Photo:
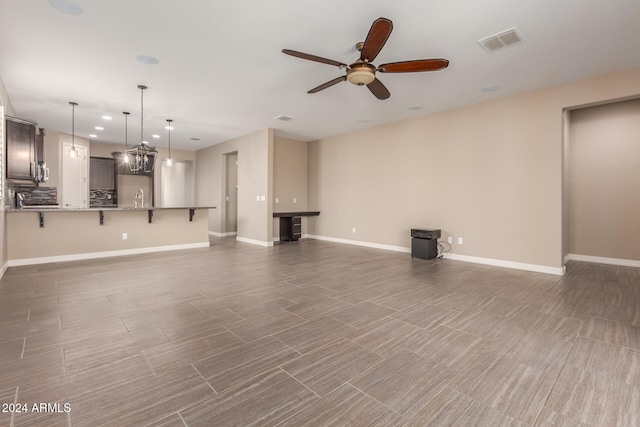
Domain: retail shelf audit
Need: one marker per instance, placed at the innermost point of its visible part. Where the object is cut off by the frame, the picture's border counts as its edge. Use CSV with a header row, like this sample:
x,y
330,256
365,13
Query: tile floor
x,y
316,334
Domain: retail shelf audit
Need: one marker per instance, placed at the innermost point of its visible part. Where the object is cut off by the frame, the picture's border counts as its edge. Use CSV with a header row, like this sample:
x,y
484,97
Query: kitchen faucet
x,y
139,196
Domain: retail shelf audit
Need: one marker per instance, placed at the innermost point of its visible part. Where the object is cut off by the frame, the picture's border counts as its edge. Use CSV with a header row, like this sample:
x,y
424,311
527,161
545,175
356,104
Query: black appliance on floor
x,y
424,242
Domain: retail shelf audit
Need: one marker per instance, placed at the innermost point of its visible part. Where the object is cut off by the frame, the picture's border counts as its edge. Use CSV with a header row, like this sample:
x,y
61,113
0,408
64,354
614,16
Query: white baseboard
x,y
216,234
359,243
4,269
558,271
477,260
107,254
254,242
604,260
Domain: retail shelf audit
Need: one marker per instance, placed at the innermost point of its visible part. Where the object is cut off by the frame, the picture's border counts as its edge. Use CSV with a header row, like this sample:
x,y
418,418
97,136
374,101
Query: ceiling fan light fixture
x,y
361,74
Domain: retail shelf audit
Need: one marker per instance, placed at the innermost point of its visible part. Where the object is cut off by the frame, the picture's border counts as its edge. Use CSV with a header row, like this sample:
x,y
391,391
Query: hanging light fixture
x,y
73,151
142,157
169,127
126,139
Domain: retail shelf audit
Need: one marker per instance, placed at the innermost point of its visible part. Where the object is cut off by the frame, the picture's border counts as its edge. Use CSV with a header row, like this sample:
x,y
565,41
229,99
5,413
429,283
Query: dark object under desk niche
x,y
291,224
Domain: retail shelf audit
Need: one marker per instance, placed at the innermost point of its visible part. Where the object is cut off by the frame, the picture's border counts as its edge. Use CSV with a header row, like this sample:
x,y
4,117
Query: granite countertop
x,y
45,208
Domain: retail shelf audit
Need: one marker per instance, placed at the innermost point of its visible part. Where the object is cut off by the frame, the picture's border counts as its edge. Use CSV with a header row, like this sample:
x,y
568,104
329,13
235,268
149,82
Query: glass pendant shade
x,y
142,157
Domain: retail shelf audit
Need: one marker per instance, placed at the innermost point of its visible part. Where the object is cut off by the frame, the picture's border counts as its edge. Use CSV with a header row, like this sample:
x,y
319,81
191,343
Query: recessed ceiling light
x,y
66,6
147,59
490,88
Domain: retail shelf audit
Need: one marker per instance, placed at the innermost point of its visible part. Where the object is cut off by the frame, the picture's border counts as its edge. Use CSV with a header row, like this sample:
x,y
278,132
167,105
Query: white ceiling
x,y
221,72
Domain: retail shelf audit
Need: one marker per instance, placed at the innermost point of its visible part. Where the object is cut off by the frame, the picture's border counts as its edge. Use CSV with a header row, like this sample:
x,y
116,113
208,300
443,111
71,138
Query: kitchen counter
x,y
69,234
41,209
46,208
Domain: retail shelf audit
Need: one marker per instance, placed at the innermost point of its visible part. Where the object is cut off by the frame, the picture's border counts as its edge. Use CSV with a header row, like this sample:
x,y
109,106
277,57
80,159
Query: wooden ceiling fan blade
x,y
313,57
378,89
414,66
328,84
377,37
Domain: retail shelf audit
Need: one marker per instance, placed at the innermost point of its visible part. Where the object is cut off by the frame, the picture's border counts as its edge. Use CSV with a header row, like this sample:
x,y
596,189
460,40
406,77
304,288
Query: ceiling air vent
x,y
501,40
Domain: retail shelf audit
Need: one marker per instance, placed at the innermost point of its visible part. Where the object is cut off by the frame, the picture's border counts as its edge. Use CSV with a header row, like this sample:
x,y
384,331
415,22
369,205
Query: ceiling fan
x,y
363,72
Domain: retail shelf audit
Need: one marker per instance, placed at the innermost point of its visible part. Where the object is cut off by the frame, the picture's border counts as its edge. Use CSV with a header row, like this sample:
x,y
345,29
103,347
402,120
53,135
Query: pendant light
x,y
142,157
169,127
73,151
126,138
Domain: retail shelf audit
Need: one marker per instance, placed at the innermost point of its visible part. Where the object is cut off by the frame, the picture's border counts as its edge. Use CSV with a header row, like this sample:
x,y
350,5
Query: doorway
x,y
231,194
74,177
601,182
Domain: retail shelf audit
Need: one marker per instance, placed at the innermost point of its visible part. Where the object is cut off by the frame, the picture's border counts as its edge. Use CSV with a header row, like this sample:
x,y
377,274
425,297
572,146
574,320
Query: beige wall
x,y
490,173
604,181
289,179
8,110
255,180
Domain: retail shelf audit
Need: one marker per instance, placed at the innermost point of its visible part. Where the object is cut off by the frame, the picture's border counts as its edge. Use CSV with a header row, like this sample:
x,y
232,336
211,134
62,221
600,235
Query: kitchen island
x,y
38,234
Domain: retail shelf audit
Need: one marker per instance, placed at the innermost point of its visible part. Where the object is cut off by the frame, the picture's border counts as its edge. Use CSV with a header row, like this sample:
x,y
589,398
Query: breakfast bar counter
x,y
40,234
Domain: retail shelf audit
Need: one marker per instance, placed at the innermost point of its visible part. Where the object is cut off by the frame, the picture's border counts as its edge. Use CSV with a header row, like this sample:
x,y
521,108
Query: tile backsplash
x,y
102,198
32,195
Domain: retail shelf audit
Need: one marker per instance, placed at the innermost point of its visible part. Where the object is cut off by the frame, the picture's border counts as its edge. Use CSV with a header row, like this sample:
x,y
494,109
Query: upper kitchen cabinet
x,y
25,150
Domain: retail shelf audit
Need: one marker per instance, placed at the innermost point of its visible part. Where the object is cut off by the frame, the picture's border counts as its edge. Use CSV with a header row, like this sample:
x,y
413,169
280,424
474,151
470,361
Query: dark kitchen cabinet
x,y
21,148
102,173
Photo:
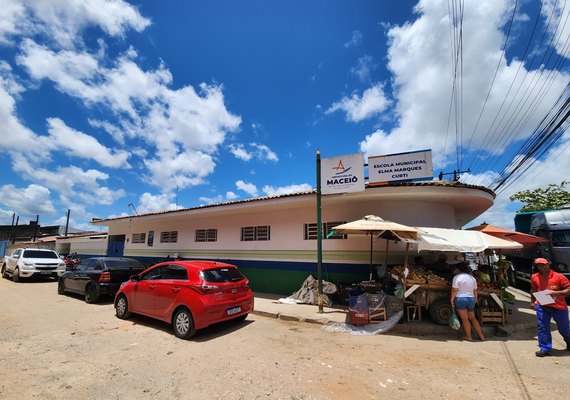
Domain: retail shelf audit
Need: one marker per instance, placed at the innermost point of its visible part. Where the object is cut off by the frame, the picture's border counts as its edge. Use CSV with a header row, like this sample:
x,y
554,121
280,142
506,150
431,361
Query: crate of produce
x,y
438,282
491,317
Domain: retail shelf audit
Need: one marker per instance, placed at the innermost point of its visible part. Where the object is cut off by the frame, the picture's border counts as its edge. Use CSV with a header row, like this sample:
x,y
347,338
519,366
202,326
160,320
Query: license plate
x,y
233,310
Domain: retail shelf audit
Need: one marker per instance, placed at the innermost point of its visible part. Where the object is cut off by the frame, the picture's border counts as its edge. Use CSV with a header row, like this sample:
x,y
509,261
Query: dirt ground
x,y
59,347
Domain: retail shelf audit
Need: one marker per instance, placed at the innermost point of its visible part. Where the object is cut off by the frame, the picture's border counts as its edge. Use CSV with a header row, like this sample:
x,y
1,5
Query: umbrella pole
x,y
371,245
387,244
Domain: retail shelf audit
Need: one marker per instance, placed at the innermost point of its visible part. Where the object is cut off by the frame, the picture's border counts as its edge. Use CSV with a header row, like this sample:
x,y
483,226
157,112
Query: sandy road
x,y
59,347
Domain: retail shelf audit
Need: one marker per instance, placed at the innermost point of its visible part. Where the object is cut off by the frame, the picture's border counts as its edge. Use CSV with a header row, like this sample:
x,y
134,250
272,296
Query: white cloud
===
** ABOUT THIS EXERCISE **
All the lines above are to be given again exactly as they read, with the pictures removed.

** THE COMPLETED TASK **
Photo:
Domain: retail shelf audit
Need: one marker per instance, placed at the innermost point of its visible part. Where the object is cut off by the frame, the picture's border counts as its edge. Use CSV with a header row, like this sample:
x,y
330,256
365,13
Query: tile floor
x,y
316,334
Domain: retail shelf audit
Need: one marker per instance, placed at the innermost point of its visible part. Where the object is cut off by the frame, the picture's border counts as its edge. Use CSV with a header row, like this sample:
x,y
484,97
Query: kitchen faucet
x,y
139,196
Domain: retail shelf audit
Need: one marker per instance, placed at the innermost point of its visible part. Where the object is cut off by the frame, the picture's border counts as its edge. Use CSV with a header row, like this sample:
x,y
424,311
527,161
545,175
356,104
Query: black appliance on floor
x,y
424,242
Domain: retail shelf audit
Need: one marker per instance, placed at the innermost point of its visible part. Where the object is cut off by the frame, the picture's border counts as its edge. Use CSV with a header row, like this sample:
x,y
61,113
0,408
64,354
614,16
Query: white baseboard
x,y
216,234
359,243
4,269
558,271
477,260
107,254
254,242
604,260
Domain: retail shelf audit
Need: one marker per instance, placed at the innermost point of its visible part. Where the object is cut off by the frame, the picture's border counts as its edge. Use CSV with a header row, like this sample:
x,y
418,418
97,136
374,101
Query: ceiling fan light fixture
x,y
361,74
Domain: retail shelf audit
Need: one marker per instance, placed at the innermost point of its visible part. Where the object is cut off by the frame, the picture's border counts as its edge. Use CSV with a header row, like this sample:
x,y
391,391
Query: hanging light fixture
x,y
73,151
142,157
169,127
126,139
Domain: retail shelf audit
Need: one marker per instance, placed at the innermost point of its visible part. Where the object is cut off by the frame, the picture's border counts as its edge. Use CSV with a header row, like this sample:
x,y
565,41
229,99
5,413
429,283
Query: dark object under desk niche
x,y
291,224
Domain: retail shelf audit
Need: one marker per instance, placed at the innermost point of its visible part. Where the object is cut off by the frame, the picture's border counts as its edge. Use CSV with a header row, like this sample:
x,y
4,117
Query: granite countertop
x,y
45,208
Domain: retail shelf audit
Need: one marker per instance, placed at the innermost point of its visible part. Where the object is cut off by the frame, the picture's border counts as its edge. Use CSV with a header row, like this sample:
x,y
568,104
329,13
235,268
149,82
Query: glass pendant shade
x,y
142,157
Domain: retail shelf audit
Need: one marker per instance, placed at the innermost point of its visible part. Where the object is cut off by the frame, the picture's border counts as its edge. Use CSV with a header row, like this sample:
x,y
319,81
191,343
Query: recessed ceiling light
x,y
66,6
147,59
490,88
Domain: retail shelf audit
Need: one marker per instance, placed at the innermost point of its visible part. Where the object is cut off by the frame, the picture's border counts as its edge. Use CSV with a header row, like this sample:
x,y
278,132
167,105
Query: white ceiling
x,y
221,72
Domain: retail shelf audit
Need: one marker per instance, placed at the innermost point of its visible part. Where the object is cut off by the frame, the picture's border counts as its edge. Use CSV with a header row, like this sample:
x,y
116,113
208,300
443,111
71,138
Query: kitchen counter
x,y
69,234
41,209
46,208
Domain: retail shelf audit
Need: one marker per instance, placed at the innermost point of its visible part. Where the object is cut off by the frame, the picture's border counts as its edge. Use CSV with a header row, like this sample:
x,y
109,106
277,57
80,159
Query: wooden ceiling fan blade
x,y
313,57
378,89
414,66
328,84
377,37
Domain: retail shelf audit
Need: one marker per instance, placed at the innermost point of its visible part. Where the object is cut off by the frame, the picture's border counts as its edge. Use CSV with a header row, like this sample:
x,y
596,189
460,40
406,77
304,288
Query: ceiling air vent
x,y
501,40
Domain: retail shelf audit
Need: one marker per instance, placed at the innermost point of its visible part. Where the object is cut off by the frame, the picture's border counts as its edge. Use CSV with a header row, like this sample:
x,y
384,331
415,22
369,205
Query: ceiling fan
x,y
363,72
Domain: retail shelf audit
Need: one marker per instance, placed at the innermost point of its visible part. Where the object is cut off by the frame, the picture's border counts as its edge. Use CSV with a header row, like this sample:
x,y
345,29
103,347
402,120
53,135
Query: pendant light
x,y
142,157
169,127
73,151
126,138
Domain: retail shelf audit
Need: one marker per instance, placed at the innermost point of its visible part. Where the object is cut off by the frame, the picture's border counts as its edge. Use CSV with a header row, like this sample:
x,y
350,5
Query: doorway
x,y
231,194
74,177
601,182
Domain: retail shelf audit
Need: one marker per instance, placed at the innermost point of its visible part. Where the object is cut off by the frame, the picture's border counts as its edge. Use CSV with a header row, like this sample:
x,y
377,274
425,297
572,146
574,320
Query: beige wall
x,y
490,173
604,181
289,179
8,110
255,180
Domain: retail shelf audit
Need: one marker per instance, placed at the innermost point of its visible part. Where the object is cut off by the frame, the picture's border counts as its edge. Use CSV with a header row, like this sample:
x,y
232,336
211,134
62,221
600,235
Query: kitchen island
x,y
38,234
Domain: retail shelf audit
Need: one marker per instance, placed at the innermost point of its visible part. Where the object is cut off by the frame, the picture's border counts as its edge. Use CSV with a header row, like this sample:
x,y
589,398
Query: breakfast bar counter
x,y
40,234
Domain: retail shelf audit
Need: one marker per instance, placed at the innermost point of its visible part. Where the object is cut off by the frame, the picture's border counts as its edge. Use CSV with a header row, like this sample:
x,y
521,108
Query: tile backsplash
x,y
102,198
32,195
Domain: retail shelf audit
Need: one marker per instance, placed at the innermost point of its visible part. Where the object is cut off by the frame, the picture's border counts as its edge. Use CSV with a header row, like this sample:
x,y
494,109
Query: upper kitchen cabinet
x,y
25,150
Domain: retail shelf audit
Need: one marker per instance, placed at the innermost point of its visible part. Where the object is cut off by the frame, the picture's border counts as its edge. Use CSV with a header row, like this sample:
x,y
413,169
280,424
474,151
470,361
Query: dark kitchen cabinet
x,y
21,148
102,173
Photo:
Domain: retail shelf audit
Need: one marker per instance, placed at the innermost point of its visible part. Where the object is cut off by the frame, the picture's border counts as its edge. Use CSV with a header row, like this sample:
x,y
554,121
280,142
506,150
431,361
Query: crate of produce
x,y
438,282
491,317
Domain: retail shelf audit
Need: one marker per instance, placed at the innermost point of its visible part. Where the object is cut off by the frame, the picture's border counts as its edge. Use CSV with a header row, like this sample:
x,y
347,338
519,366
202,326
160,320
Query: license plate
x,y
233,310
Domain: retail shelf audit
Need: one marker per instance, placed at the innermost point of its visible part. Where the object is cut off by the frame, the picture's border counts as its edge. Use CSV with a header row, like this sample:
x,y
509,261
Query: dirt ground
x,y
59,347
Domain: retail shelf audit
Need: one marker per instance, placed at the innermost point of its visible part. Where the object is cut off by the frame, the picture's border counts as its edge. Use CSV with a header row, like this sample:
x,y
1,5
Query: umbrella pole
x,y
371,245
387,244
Domain: retail shelf audit
Need: one marker per instance, placed at the innermost point of its visible part. Where the object is cut off by the frame, the picture's border counts as its edge. Use CSV with a header row, like this sample:
x,y
483,226
157,112
Query: sandy road
x,y
59,347
Domain: retail shelf audit
Need: one marker per instance, placed at the innermost point of its visible part. Where the object is cut off by the frame, the picture's border counts as its edge. Use CSV with a header row, like this sample:
x,y
134,250
272,296
Query: white cloud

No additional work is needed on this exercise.